Short exercise.
Copy out the records word for word, starting at the line that contains "In this exercise you will locate the wooden desk" and continuing through the last line of the records.

────────

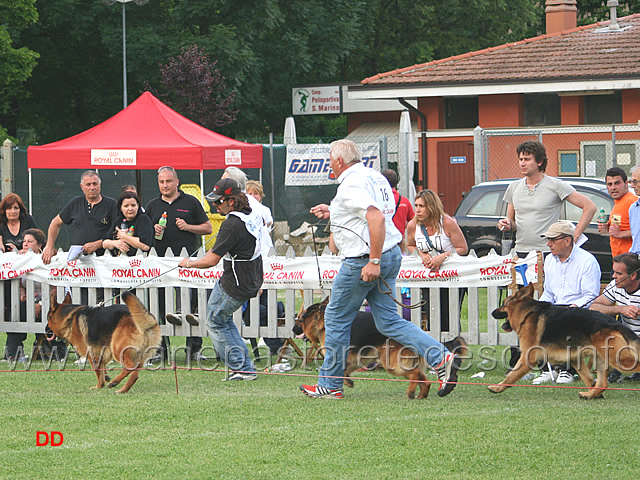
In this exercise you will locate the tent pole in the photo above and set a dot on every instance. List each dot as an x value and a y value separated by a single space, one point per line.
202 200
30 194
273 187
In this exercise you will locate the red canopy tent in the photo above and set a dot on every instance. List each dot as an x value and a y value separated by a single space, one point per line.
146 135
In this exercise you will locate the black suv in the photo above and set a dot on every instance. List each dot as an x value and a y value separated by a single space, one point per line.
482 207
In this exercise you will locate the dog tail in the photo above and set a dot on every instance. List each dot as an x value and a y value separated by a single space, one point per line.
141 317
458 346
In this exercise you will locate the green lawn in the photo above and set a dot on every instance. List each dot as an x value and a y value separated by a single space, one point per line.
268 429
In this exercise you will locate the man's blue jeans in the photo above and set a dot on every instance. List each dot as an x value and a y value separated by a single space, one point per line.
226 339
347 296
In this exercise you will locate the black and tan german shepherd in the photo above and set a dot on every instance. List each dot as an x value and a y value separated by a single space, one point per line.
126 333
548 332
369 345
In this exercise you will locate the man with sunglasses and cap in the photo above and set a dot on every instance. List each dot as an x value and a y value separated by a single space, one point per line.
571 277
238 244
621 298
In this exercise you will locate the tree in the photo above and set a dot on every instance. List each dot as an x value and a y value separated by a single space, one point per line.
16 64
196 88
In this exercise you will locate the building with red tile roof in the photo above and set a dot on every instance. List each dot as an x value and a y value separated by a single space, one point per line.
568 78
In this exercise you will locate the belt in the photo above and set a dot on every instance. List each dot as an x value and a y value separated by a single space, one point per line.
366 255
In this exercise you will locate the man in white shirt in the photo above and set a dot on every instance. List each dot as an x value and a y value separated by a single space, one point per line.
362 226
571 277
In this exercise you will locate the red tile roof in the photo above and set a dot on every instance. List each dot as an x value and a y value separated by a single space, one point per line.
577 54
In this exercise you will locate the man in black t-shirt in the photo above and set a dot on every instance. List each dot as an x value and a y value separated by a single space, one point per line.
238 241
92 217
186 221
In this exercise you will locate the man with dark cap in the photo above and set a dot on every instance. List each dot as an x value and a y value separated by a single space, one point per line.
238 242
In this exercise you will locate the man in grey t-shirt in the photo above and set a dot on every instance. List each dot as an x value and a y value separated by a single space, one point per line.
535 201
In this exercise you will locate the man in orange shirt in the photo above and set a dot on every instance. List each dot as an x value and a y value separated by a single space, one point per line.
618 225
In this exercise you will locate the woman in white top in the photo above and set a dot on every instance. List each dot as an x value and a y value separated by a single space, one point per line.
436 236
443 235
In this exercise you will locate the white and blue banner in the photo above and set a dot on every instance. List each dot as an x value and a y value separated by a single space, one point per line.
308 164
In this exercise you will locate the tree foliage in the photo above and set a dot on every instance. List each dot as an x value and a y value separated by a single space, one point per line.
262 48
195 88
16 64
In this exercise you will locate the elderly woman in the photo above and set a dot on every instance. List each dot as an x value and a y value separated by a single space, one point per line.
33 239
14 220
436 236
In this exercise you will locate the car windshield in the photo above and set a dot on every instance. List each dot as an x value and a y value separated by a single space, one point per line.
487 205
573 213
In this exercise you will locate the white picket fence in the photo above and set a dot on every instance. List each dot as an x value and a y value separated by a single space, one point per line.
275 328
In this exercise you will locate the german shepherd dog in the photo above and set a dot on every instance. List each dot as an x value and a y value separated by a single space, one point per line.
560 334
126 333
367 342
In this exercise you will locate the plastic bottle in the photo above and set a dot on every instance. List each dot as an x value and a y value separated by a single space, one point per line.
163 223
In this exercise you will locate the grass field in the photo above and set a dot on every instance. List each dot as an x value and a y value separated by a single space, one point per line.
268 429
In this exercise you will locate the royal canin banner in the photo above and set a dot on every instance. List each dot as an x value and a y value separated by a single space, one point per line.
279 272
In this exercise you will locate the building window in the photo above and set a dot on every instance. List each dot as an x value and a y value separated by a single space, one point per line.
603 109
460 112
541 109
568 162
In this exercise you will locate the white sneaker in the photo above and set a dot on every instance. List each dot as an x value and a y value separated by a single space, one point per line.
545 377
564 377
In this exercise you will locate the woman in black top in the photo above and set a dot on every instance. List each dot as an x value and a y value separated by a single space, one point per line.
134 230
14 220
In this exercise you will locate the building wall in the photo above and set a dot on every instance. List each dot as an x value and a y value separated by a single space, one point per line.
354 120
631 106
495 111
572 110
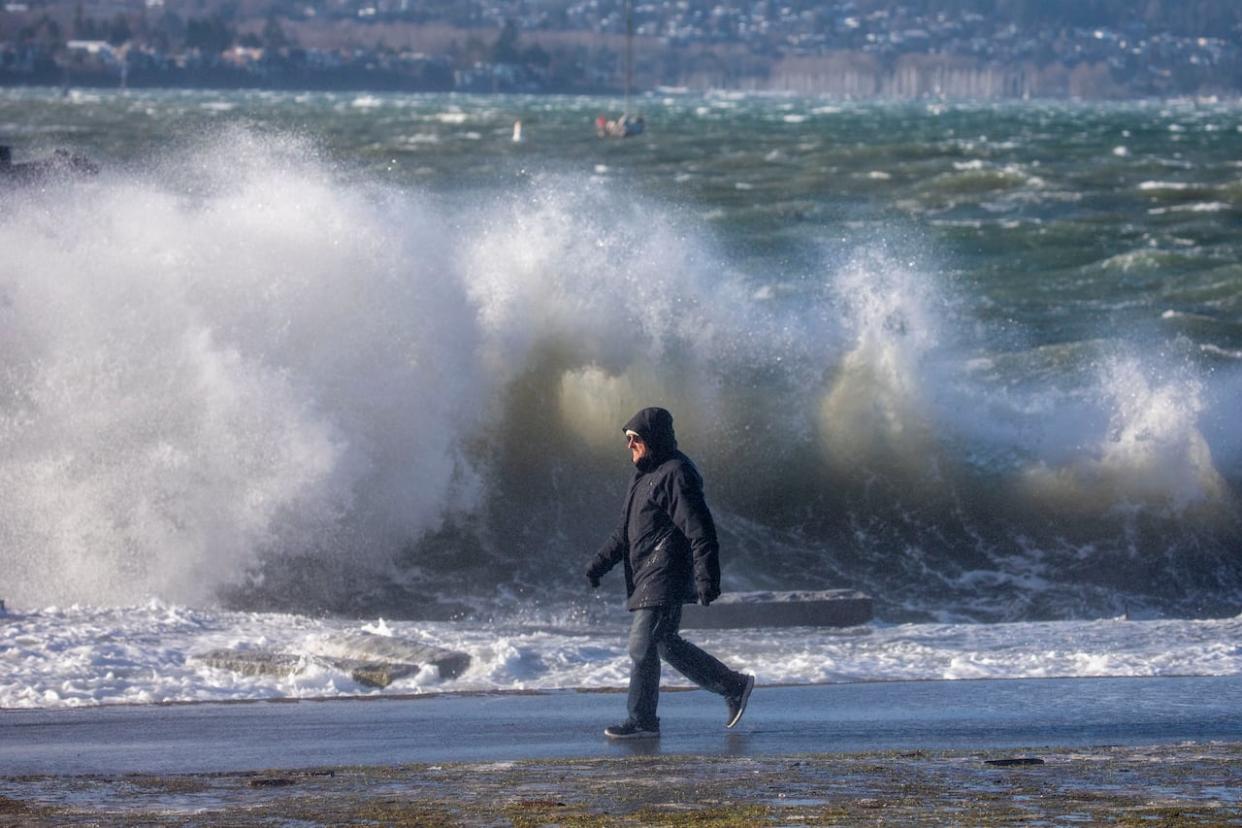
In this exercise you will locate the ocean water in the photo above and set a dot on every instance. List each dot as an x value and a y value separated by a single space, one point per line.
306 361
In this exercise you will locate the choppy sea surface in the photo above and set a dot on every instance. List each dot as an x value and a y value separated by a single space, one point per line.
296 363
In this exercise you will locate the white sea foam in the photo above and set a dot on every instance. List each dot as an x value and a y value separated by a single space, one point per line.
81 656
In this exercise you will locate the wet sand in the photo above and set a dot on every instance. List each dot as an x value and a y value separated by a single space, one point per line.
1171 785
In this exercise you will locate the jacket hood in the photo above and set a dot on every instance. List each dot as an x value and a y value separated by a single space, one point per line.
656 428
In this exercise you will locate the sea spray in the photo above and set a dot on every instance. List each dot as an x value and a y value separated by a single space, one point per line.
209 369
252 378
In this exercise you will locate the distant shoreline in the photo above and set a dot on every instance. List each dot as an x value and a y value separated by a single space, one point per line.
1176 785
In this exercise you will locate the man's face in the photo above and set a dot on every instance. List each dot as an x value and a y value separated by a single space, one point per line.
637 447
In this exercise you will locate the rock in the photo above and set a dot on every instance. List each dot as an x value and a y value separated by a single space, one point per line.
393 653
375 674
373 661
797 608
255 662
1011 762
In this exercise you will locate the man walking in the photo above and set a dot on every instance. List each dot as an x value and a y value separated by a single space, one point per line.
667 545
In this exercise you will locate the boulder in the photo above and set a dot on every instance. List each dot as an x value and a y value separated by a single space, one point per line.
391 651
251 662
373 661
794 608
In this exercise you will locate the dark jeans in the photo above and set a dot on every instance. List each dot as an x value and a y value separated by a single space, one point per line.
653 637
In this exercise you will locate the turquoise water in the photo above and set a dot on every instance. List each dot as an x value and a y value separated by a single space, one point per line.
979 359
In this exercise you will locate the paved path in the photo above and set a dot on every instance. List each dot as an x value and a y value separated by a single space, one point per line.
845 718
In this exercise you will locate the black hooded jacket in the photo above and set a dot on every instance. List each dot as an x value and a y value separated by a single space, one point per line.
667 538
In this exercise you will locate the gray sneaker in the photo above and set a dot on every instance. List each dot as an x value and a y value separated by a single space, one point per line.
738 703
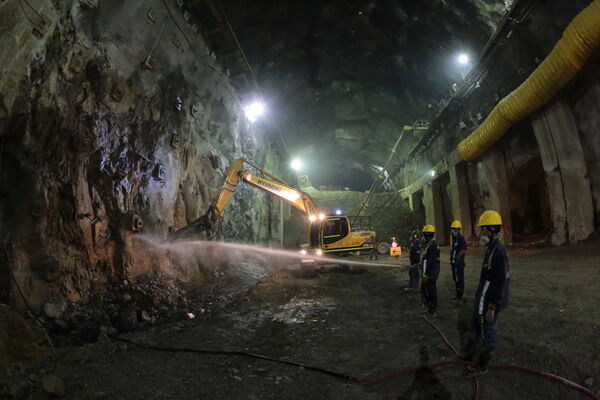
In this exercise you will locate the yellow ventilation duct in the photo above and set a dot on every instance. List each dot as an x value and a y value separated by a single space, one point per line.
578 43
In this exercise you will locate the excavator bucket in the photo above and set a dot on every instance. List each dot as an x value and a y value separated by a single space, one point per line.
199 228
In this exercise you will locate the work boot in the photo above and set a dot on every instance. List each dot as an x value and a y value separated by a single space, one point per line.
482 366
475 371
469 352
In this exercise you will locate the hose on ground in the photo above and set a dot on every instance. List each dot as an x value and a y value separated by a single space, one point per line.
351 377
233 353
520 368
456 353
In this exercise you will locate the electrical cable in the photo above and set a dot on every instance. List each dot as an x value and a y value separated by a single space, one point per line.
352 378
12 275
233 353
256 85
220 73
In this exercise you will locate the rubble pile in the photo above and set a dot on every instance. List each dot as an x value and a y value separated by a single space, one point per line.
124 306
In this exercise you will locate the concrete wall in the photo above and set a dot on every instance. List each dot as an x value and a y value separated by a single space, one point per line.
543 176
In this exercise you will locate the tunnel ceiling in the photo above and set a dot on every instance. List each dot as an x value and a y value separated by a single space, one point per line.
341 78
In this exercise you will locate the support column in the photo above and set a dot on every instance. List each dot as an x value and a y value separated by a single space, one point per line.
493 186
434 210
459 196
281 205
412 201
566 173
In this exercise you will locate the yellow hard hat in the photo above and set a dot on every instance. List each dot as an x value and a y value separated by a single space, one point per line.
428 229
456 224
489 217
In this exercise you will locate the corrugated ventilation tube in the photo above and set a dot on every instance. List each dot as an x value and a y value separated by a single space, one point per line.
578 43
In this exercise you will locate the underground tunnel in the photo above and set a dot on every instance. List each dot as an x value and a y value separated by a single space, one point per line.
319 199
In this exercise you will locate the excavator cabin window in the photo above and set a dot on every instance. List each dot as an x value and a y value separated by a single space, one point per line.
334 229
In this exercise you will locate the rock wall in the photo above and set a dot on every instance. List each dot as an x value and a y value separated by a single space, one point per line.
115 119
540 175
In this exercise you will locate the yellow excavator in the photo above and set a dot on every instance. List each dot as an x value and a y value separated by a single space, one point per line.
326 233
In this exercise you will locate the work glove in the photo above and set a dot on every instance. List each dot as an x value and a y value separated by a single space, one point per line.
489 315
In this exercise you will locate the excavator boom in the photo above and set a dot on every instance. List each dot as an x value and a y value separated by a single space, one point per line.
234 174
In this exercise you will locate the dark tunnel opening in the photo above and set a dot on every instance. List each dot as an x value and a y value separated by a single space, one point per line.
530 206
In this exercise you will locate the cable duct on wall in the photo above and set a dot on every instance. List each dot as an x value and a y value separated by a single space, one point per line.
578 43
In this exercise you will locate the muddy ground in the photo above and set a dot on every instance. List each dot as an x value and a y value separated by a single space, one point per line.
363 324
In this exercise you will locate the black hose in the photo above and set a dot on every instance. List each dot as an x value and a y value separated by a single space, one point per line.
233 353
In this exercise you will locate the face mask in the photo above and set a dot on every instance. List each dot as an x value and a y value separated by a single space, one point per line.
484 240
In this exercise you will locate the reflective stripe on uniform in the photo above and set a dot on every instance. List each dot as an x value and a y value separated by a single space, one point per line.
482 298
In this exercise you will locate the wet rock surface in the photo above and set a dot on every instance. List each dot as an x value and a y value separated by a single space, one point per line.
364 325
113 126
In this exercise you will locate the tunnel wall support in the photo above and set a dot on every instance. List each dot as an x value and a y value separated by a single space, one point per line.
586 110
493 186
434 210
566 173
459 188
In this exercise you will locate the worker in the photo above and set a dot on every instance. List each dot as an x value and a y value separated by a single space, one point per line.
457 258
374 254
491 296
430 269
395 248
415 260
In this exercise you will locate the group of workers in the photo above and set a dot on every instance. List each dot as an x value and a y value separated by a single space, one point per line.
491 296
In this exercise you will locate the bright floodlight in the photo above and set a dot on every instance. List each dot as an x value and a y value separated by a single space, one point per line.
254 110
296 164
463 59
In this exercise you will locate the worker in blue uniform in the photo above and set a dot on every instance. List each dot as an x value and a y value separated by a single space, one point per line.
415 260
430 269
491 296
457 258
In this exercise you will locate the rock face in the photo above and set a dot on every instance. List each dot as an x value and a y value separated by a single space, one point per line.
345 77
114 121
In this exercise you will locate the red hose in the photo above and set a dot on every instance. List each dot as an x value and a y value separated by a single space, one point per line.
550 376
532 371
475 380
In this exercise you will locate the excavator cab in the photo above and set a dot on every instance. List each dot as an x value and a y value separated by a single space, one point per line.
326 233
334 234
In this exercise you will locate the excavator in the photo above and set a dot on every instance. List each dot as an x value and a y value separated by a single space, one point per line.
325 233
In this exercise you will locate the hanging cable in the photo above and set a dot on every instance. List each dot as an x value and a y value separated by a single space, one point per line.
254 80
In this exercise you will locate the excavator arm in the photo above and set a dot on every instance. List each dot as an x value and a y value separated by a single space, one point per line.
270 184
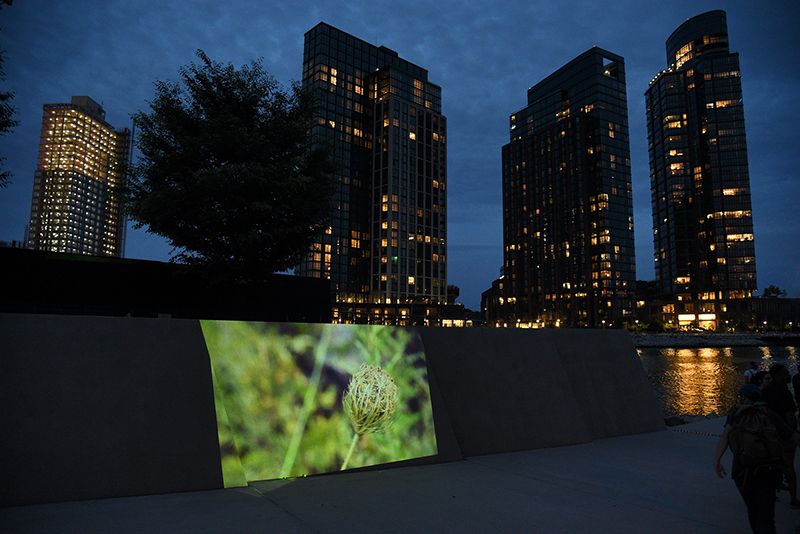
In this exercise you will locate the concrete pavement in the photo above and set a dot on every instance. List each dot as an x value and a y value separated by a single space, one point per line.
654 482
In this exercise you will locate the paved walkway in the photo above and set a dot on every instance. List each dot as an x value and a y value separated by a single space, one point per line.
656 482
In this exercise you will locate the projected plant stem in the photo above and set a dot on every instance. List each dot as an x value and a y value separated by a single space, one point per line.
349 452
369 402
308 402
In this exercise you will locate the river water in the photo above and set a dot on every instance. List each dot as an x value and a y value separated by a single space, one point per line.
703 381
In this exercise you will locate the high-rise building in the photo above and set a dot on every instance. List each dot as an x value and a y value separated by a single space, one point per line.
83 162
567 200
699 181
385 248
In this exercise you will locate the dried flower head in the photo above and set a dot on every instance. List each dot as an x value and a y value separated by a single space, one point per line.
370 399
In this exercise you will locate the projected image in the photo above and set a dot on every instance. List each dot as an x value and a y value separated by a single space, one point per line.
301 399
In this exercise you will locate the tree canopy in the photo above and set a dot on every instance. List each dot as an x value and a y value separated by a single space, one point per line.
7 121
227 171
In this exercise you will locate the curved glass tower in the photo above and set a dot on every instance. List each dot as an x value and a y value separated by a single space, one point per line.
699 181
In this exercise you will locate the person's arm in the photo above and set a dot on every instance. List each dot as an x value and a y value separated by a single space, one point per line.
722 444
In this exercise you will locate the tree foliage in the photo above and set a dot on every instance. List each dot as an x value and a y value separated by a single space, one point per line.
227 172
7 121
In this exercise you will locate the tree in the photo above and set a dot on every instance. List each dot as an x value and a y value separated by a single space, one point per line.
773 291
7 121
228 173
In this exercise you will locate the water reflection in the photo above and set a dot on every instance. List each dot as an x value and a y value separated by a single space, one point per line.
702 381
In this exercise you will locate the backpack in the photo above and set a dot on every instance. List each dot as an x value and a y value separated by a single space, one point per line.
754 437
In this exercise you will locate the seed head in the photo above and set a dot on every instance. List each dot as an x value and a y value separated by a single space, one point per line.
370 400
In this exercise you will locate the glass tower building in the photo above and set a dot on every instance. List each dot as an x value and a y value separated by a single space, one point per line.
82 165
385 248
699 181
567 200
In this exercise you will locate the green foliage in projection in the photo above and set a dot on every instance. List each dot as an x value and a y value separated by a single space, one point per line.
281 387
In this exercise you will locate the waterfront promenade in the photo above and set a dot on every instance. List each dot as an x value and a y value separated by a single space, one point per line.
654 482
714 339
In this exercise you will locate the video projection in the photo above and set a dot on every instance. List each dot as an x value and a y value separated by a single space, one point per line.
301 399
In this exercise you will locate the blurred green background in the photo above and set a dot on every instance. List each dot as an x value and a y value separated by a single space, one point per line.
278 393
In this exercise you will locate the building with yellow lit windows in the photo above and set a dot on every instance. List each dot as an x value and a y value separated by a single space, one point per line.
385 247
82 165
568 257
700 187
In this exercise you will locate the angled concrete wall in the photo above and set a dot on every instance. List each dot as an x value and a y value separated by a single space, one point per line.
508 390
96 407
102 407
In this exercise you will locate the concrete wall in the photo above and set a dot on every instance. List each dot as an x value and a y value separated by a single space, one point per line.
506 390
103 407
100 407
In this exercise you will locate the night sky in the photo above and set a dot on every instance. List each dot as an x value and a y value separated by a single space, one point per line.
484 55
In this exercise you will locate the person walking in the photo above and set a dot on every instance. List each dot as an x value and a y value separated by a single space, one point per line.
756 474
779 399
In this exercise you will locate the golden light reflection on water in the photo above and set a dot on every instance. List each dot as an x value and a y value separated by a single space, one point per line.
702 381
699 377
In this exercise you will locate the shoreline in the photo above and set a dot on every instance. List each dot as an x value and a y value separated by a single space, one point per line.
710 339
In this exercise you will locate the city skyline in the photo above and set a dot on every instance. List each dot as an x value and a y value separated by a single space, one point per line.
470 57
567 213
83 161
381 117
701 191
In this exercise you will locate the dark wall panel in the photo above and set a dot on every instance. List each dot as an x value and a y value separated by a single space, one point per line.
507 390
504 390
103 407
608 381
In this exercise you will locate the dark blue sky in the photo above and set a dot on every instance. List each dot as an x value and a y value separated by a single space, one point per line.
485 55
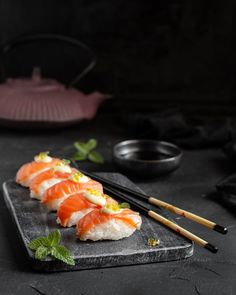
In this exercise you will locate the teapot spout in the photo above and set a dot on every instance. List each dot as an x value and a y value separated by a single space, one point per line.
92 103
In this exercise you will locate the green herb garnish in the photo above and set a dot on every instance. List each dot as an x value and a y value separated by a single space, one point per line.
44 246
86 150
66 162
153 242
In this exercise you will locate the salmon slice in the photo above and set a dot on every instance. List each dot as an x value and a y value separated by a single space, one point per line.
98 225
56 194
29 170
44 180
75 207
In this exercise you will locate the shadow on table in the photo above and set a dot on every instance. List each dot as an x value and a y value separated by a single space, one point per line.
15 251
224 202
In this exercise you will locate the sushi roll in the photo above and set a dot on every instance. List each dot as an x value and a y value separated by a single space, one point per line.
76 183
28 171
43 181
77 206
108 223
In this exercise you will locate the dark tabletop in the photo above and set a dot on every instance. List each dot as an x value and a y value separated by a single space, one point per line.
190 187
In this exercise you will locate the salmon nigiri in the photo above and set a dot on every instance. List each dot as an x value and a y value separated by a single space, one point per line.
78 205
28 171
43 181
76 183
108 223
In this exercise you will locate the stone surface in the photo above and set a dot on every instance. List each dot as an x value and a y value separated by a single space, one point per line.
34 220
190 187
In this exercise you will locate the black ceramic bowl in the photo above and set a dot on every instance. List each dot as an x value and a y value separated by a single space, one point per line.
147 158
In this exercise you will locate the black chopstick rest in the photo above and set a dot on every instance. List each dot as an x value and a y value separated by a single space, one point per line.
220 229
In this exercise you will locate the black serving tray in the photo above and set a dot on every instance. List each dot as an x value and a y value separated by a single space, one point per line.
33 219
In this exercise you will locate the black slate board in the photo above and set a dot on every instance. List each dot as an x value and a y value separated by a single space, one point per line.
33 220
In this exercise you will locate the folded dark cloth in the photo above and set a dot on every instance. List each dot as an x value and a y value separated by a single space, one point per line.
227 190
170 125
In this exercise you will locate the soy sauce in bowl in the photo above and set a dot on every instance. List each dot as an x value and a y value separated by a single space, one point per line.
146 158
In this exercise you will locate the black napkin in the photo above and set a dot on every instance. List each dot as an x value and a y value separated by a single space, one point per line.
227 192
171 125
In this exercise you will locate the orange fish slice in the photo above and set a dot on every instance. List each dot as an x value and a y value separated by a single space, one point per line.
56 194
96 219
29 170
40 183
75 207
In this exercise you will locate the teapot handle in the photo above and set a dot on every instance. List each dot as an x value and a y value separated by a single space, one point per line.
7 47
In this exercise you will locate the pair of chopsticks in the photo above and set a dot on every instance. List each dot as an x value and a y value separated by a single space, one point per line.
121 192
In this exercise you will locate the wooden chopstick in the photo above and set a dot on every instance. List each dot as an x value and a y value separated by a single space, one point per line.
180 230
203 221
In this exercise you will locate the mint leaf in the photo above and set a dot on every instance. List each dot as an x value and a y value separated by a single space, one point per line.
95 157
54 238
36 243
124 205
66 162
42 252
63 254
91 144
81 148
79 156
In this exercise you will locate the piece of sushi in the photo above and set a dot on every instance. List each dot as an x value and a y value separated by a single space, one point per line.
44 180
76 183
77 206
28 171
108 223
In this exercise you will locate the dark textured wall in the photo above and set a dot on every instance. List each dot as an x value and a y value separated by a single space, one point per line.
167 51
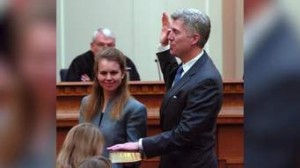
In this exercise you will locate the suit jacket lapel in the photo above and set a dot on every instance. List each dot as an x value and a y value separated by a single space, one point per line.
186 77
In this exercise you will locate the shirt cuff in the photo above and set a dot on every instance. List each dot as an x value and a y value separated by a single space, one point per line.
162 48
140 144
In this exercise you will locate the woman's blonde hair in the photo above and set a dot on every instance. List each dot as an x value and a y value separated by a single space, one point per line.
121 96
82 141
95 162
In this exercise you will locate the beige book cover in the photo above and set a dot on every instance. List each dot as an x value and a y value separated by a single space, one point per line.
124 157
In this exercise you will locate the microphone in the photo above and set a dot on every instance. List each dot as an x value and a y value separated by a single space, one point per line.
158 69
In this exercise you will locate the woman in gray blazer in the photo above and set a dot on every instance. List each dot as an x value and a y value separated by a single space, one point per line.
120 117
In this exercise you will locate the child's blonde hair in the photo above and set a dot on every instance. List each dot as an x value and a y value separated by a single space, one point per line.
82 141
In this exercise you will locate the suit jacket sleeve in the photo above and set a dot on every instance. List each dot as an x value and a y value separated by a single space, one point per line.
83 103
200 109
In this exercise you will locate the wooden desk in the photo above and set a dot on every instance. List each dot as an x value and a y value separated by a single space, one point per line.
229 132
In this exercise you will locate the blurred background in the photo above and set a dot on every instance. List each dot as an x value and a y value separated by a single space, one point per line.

────────

Problem solution.
In this exercise you will locate the wooden desk in the photo above and set a dot on every instance. List each dot as an x value and a y value separated by a single space, one point per line.
229 132
In this exercise you will locate the blurred background in the photo above and set a dot on every instance. List each dot as an x value and a y value separated by a single space, one point per line.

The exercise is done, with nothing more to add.